» **SHORT TASK**
Can you write out the listing from the line containing "The metadata for the image above tags the road." down to the line containing "87 155 108 173", both ends included and the requests kept as they are, adding 17 to every bounding-box coordinate in the answers?

» **AVAILABLE RECORDS**
────

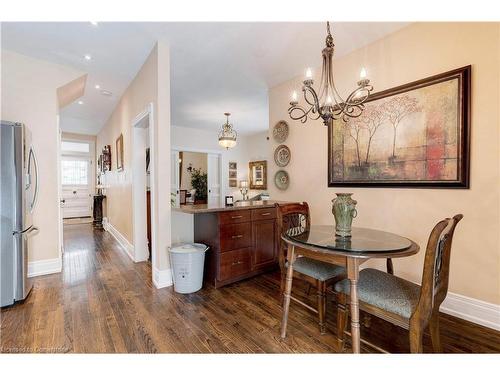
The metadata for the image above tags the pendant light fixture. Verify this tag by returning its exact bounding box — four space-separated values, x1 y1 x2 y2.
219 112 238 150
288 22 373 125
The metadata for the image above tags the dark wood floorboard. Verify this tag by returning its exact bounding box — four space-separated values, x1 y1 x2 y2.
0 224 500 353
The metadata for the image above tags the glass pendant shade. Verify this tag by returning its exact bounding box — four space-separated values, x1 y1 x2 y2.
219 113 238 149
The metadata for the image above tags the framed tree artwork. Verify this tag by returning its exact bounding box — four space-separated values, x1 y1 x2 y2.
116 134 123 172
328 65 471 188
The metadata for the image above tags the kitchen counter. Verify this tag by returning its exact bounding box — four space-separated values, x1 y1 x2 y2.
172 200 289 214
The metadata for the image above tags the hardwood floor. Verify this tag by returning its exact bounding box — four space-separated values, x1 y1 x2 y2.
0 224 500 353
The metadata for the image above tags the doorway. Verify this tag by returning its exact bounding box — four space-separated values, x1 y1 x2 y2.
131 104 156 269
60 139 95 222
170 150 222 206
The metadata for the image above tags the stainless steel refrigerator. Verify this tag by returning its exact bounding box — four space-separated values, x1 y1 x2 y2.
0 121 38 307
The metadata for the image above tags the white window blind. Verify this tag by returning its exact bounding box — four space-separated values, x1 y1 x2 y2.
61 141 90 153
61 160 89 185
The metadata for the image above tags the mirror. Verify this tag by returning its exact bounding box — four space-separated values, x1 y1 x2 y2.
248 160 267 190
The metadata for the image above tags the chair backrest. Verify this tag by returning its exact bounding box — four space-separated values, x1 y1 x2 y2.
414 214 463 320
276 202 311 270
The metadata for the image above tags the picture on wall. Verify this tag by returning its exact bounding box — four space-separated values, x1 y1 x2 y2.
328 66 471 188
116 134 123 171
228 161 238 188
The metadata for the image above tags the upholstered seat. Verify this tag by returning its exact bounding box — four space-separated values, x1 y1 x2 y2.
335 268 420 319
287 257 346 281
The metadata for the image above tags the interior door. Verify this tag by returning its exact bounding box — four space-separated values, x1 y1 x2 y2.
170 151 181 207
61 156 92 219
207 154 221 205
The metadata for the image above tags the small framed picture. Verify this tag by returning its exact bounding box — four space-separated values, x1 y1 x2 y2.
116 134 123 171
226 195 234 206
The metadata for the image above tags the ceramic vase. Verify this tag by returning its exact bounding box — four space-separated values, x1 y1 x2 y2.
332 193 358 237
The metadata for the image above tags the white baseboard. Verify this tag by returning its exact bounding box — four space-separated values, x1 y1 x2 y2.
153 267 173 289
28 258 62 277
102 218 135 262
439 292 500 331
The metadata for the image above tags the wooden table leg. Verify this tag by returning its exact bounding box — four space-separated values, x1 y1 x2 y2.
347 258 361 354
281 245 295 339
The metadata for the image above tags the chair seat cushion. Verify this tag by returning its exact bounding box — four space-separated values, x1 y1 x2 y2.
293 257 346 281
335 268 420 318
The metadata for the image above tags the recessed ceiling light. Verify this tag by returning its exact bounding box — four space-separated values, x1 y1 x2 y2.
101 90 113 96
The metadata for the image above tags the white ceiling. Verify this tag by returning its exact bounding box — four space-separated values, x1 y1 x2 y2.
2 22 407 134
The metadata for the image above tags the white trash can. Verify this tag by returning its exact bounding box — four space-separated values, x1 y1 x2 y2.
170 243 208 293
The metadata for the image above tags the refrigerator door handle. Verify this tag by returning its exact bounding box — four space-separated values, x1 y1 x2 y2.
13 225 40 236
28 146 38 212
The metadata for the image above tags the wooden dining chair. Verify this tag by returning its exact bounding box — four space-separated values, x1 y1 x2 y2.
334 214 463 353
277 202 346 334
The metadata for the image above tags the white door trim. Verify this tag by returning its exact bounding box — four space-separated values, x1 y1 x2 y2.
130 103 158 278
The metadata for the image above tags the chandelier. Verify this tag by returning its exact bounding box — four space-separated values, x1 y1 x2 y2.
288 22 373 125
219 112 238 150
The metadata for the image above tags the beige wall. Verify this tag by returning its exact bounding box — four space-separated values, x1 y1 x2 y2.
269 23 500 304
1 50 84 262
96 43 170 269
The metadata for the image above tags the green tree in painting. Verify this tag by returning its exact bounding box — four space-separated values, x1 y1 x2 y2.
382 94 422 158
360 105 387 164
346 117 364 167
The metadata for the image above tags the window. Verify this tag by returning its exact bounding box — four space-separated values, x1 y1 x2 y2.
61 160 89 185
61 141 90 154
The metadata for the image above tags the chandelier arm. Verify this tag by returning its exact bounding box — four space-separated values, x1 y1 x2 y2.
288 105 311 124
302 85 321 112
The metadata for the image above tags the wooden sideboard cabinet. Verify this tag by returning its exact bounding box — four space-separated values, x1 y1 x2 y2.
194 206 279 288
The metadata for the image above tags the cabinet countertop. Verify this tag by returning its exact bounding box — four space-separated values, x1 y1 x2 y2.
172 200 290 214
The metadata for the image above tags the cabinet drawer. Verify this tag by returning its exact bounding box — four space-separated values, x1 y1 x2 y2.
220 222 252 252
219 210 252 225
219 249 251 281
252 208 276 221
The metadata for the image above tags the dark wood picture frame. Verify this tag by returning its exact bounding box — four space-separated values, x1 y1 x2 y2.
101 145 111 173
116 134 123 172
328 65 471 189
248 160 267 190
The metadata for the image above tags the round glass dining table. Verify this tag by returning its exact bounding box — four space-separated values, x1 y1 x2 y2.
281 225 420 353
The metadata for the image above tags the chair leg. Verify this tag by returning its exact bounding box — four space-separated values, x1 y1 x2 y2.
306 284 311 295
337 293 349 351
280 270 286 306
429 309 443 353
410 322 424 353
317 280 326 335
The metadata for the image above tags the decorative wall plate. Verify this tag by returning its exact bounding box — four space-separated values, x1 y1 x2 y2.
274 145 292 167
274 170 290 190
273 120 288 143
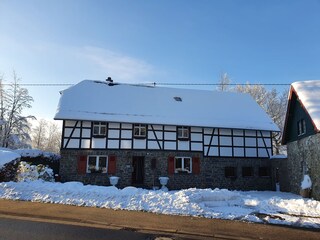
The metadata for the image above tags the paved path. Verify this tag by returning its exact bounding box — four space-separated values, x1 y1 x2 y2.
0 200 320 240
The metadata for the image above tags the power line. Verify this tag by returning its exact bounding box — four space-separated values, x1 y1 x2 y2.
2 82 291 87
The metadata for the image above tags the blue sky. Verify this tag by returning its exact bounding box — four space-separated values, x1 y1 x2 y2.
0 0 320 118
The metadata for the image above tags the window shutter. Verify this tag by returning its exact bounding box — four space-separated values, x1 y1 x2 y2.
78 155 87 174
192 157 200 174
168 156 174 175
108 155 117 174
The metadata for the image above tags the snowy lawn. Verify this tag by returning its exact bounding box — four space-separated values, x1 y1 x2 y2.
0 180 320 228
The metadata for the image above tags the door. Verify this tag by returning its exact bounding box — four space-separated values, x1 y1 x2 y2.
132 157 144 185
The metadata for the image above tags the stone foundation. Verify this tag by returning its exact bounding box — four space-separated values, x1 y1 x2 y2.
60 150 275 190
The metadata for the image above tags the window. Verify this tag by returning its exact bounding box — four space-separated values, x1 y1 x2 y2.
178 127 189 139
242 167 253 177
174 157 192 173
298 119 306 136
259 167 270 177
87 156 108 173
133 124 147 138
224 167 237 178
93 122 107 136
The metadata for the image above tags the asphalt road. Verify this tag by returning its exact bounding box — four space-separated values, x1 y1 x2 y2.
0 200 320 240
0 218 166 240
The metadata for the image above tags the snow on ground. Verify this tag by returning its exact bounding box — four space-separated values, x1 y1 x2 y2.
12 149 59 159
0 148 21 168
0 180 320 228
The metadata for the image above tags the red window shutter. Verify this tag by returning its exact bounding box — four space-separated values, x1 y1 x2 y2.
78 155 87 174
168 156 174 175
108 155 117 174
192 157 200 174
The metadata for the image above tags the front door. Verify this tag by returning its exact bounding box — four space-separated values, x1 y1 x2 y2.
132 157 144 185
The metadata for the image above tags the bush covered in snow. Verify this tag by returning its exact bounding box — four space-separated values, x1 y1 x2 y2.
17 161 54 182
0 148 21 182
15 149 61 174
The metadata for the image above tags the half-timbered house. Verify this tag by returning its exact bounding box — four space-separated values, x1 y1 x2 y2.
55 80 279 189
282 80 320 200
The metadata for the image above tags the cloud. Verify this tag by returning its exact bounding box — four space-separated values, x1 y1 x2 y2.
81 46 155 83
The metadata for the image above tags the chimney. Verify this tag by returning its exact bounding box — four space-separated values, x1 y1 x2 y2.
106 77 114 86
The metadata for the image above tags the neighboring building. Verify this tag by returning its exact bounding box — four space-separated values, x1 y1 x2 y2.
282 81 320 199
55 80 279 189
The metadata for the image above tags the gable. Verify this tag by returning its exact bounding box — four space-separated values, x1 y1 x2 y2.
55 80 279 131
282 89 316 144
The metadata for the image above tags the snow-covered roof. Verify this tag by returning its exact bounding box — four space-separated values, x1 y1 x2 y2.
289 80 320 131
54 80 279 131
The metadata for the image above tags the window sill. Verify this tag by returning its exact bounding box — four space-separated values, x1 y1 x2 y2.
133 136 147 139
92 135 106 138
178 138 190 142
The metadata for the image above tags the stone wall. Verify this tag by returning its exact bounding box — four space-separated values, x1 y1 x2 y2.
287 134 320 200
60 150 275 190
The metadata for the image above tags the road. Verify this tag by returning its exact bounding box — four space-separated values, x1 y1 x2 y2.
0 218 168 240
0 200 320 240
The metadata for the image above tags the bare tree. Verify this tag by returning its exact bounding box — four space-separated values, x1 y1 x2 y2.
0 72 34 148
31 119 61 153
32 119 48 149
217 73 231 92
234 83 288 154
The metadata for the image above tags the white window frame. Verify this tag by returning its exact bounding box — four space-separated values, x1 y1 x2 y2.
92 122 107 136
174 157 192 173
177 127 190 140
298 118 307 136
133 124 147 138
87 155 108 173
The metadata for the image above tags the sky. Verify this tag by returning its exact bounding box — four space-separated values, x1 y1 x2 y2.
0 0 320 119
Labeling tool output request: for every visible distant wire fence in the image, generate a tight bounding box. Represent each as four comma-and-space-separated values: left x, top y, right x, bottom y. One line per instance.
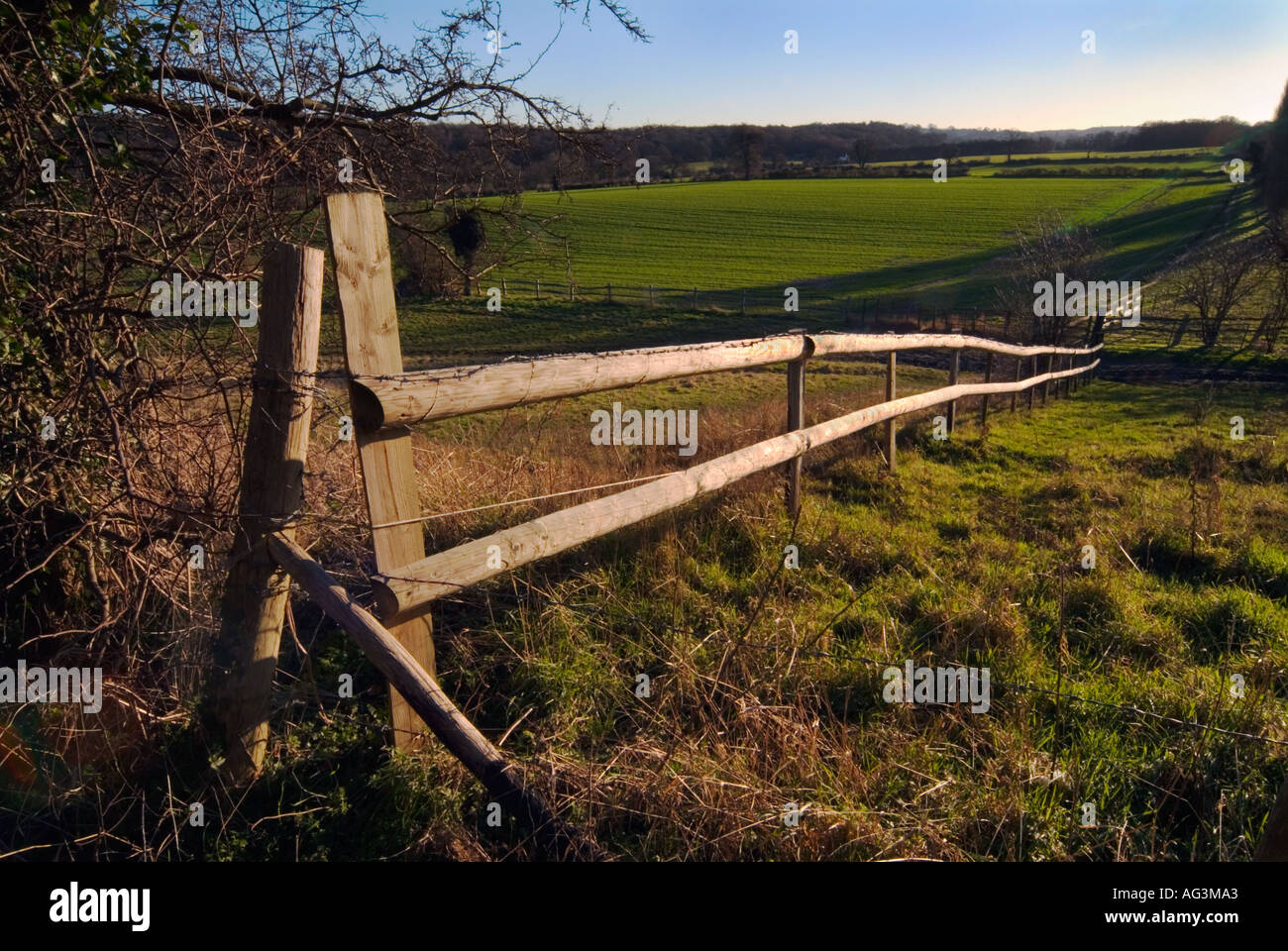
476, 277, 1005, 333
476, 277, 1288, 352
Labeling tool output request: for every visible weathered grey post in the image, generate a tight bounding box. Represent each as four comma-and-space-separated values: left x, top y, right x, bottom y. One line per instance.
948, 351, 962, 433
886, 351, 896, 472
979, 351, 993, 429
787, 338, 812, 518
211, 244, 323, 783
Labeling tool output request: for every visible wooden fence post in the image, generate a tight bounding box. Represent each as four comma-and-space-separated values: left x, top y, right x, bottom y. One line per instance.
886, 351, 896, 472
211, 244, 325, 783
787, 338, 808, 518
979, 351, 993, 429
948, 351, 962, 433
326, 192, 437, 749
268, 534, 602, 860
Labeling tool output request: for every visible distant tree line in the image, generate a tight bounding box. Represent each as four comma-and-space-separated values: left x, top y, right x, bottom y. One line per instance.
469, 116, 1262, 188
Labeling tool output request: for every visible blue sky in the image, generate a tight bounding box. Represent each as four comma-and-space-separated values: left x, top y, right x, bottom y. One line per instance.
369, 0, 1288, 129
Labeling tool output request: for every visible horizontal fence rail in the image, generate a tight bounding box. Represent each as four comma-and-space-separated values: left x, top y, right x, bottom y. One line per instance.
373, 356, 1100, 622
352, 334, 1102, 430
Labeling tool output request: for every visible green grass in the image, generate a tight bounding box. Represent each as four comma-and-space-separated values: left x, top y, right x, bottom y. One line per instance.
195, 361, 1288, 860
494, 178, 1185, 294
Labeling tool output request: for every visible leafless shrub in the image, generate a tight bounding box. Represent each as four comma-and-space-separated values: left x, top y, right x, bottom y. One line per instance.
1172, 241, 1261, 347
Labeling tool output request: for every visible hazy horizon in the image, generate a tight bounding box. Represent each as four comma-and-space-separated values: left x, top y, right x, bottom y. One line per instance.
368, 0, 1288, 132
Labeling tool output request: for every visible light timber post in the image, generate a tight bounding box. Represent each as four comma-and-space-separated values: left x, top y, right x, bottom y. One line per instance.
213, 244, 325, 783
979, 351, 993, 429
787, 331, 810, 518
948, 351, 962, 433
886, 351, 896, 472
326, 192, 435, 749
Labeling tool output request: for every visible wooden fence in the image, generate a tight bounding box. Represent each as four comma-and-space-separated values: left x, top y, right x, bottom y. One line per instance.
211, 193, 1102, 857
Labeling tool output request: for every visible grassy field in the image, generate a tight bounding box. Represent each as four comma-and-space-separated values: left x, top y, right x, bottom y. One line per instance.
205, 335, 1288, 860
488, 178, 1229, 296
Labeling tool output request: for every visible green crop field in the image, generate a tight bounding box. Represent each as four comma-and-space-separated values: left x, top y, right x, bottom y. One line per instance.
488, 176, 1229, 297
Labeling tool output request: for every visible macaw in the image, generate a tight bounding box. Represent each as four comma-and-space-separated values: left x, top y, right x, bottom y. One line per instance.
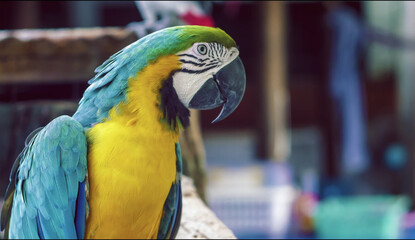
1, 26, 246, 239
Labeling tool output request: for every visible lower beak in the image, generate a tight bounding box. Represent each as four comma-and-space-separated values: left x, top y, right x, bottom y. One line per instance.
189, 57, 246, 123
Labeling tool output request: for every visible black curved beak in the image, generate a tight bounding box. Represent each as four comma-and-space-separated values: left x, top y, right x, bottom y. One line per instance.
189, 57, 246, 123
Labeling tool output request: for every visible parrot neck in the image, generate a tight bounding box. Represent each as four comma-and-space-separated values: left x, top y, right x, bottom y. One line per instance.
108, 55, 190, 134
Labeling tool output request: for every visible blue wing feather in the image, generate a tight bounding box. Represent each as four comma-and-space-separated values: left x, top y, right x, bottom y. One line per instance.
2, 116, 87, 239
157, 143, 182, 239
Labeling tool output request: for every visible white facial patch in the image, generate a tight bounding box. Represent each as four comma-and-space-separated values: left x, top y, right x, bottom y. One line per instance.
173, 43, 239, 107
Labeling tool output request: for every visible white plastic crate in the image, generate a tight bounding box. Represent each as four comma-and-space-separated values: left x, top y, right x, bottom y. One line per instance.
207, 168, 297, 238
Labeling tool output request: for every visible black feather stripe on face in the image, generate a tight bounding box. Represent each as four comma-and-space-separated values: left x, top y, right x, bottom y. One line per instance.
160, 72, 190, 129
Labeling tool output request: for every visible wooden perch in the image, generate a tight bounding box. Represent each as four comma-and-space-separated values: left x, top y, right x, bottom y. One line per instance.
0, 176, 236, 239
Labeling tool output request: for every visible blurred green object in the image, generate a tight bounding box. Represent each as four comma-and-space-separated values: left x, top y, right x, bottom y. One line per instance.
314, 195, 410, 239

────

» **RESULT FOR THIS EXERCISE**
The metadata for the image above tags the road. Verify this tag by returning its exact bounding box — four space-separated values, x1 y1 x2 y2.
17 235 185 257
17 217 337 257
The metadata for the image above tags the bare tree. Verify this tag by returning its exact bounding box — four space-separated values, x1 y1 x2 y2.
17 89 51 165
48 136 78 170
49 136 65 166
234 90 248 109
251 100 305 171
The metadata for the image above tags the white window frame. Verify this tag by returning its exact bounding box — four space-separated values, x1 y1 x2 y2.
109 139 124 153
191 174 209 190
194 144 207 157
315 135 324 153
150 141 164 155
104 172 125 190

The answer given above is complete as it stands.